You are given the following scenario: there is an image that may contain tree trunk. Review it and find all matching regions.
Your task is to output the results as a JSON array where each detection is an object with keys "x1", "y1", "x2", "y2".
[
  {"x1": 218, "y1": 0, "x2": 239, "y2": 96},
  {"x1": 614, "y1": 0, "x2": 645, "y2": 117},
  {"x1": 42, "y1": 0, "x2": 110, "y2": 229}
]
------
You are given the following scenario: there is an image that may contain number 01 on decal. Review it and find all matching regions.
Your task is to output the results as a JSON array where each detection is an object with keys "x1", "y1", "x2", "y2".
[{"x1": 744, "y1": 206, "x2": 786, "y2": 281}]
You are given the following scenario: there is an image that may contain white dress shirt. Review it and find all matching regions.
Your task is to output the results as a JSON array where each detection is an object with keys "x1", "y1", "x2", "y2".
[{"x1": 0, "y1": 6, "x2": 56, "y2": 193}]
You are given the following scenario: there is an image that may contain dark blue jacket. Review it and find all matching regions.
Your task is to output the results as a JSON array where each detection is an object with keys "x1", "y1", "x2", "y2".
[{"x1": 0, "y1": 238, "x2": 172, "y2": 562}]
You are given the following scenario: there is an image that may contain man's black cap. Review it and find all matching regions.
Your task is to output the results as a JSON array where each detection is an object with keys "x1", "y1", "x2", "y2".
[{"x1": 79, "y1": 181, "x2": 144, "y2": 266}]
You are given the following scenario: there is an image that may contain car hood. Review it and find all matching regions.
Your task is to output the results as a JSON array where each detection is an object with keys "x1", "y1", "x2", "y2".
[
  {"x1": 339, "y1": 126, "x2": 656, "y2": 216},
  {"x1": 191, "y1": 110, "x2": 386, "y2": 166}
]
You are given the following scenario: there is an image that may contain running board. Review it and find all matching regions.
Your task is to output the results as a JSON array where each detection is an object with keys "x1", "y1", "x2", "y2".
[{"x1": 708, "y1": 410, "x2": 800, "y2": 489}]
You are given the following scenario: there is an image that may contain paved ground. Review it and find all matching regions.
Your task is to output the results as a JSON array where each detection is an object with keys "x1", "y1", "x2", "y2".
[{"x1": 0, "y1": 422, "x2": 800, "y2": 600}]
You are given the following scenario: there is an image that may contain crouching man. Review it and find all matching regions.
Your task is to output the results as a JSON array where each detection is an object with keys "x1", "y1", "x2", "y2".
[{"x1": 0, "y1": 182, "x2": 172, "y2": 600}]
------
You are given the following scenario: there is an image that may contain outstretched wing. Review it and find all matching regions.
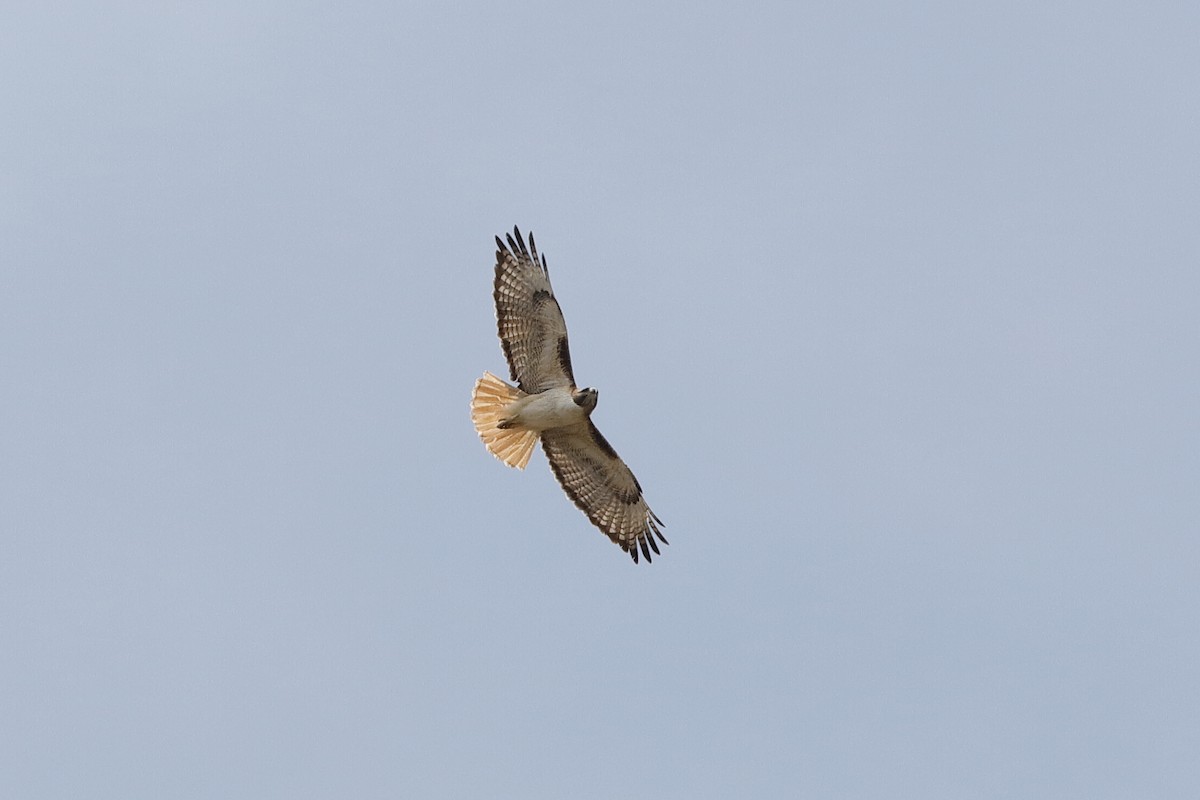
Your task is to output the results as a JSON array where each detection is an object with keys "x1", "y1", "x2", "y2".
------
=== Aim ===
Copy out each line of the records above that contains the string "given".

=== Answer to the task ===
You are given the following scenario: there is an image that may contain tree trunk. Review it and find all matching regions.
You are given the following scenario: there is an image that may contain number 01 on decal. Review it and find all matching regions.
You are given the following scenario: there is an image that may contain white dress shirt. Review it and find all matching regions.
You are given the following scenario: there is an image that may contain dark blue jacket. Review it and find all matching regions.
You are given the following scenario: there is an image that may contain man's black cap. Review it and find all matching regions.
You are given the following scenario: there is an image that may contain car hood. Review it and find all matching regions.
You are given the following scenario: there is an image that may contain running board. Review it and find all matching regions.
You are given the following scenario: there is an image that may contain paved ground. Review it and find all matching regions.
You are given the following scenario: there is an image that may contain crouching man. Review it and find all matching regions.
You are given the following scenario: there is an image that may contain outstretched wing. Review it and find all matching regions.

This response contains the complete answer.